▶ The records

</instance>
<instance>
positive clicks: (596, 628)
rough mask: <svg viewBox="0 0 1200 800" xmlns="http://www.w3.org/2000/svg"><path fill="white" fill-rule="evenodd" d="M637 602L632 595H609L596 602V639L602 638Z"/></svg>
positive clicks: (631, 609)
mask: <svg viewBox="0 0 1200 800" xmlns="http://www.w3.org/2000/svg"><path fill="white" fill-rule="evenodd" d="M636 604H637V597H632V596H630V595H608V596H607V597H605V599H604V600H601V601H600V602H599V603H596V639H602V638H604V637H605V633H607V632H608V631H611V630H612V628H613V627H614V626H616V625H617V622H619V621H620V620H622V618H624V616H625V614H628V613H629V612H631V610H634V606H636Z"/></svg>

▶ What the task requires
Go through the listing and transcribe all of it exactly.

▶ Task result
</instance>
<instance>
positive clicks: (596, 628)
rough mask: <svg viewBox="0 0 1200 800" xmlns="http://www.w3.org/2000/svg"><path fill="white" fill-rule="evenodd" d="M637 602L632 595H609L596 602V639L602 638Z"/></svg>
positive clicks: (631, 609)
mask: <svg viewBox="0 0 1200 800" xmlns="http://www.w3.org/2000/svg"><path fill="white" fill-rule="evenodd" d="M636 604H637V597H632V596H630V595H608V596H607V597H605V599H604V600H601V601H600V602H599V603H596V639H602V638H604V637H605V633H607V632H608V631H611V630H612V628H613V627H614V626H616V625H617V622H619V621H620V620H622V618H624V616H625V614H628V613H629V612H631V610H634V606H636Z"/></svg>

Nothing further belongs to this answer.